Entries from a dataset:
──────────
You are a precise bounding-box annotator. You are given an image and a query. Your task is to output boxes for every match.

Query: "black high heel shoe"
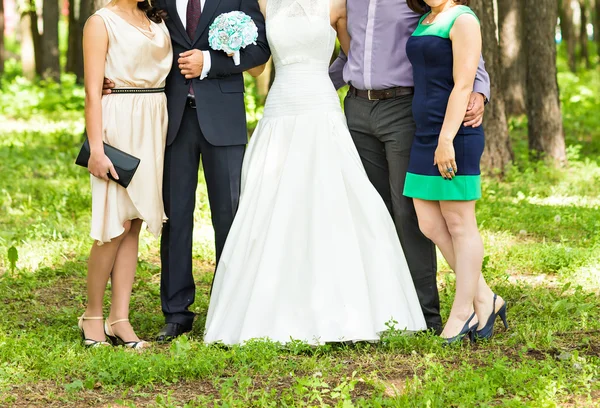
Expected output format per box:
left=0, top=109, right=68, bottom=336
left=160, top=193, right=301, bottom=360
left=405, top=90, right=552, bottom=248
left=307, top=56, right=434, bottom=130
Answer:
left=77, top=314, right=110, bottom=348
left=444, top=312, right=479, bottom=346
left=475, top=293, right=508, bottom=339
left=104, top=319, right=150, bottom=350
──────────
### Short task:
In your copy, repeat each record exactly and include no pictures.

### Solution to this problem:
You are a precise bounding-box annotator. You are given an image and a query. Your task is to output boxes for every match.

Query: "black high heel shoe"
Expected output format per box:
left=0, top=109, right=68, bottom=336
left=160, top=193, right=301, bottom=360
left=405, top=90, right=552, bottom=248
left=307, top=56, right=434, bottom=130
Answer:
left=77, top=314, right=110, bottom=348
left=444, top=312, right=479, bottom=346
left=475, top=293, right=508, bottom=339
left=104, top=319, right=150, bottom=350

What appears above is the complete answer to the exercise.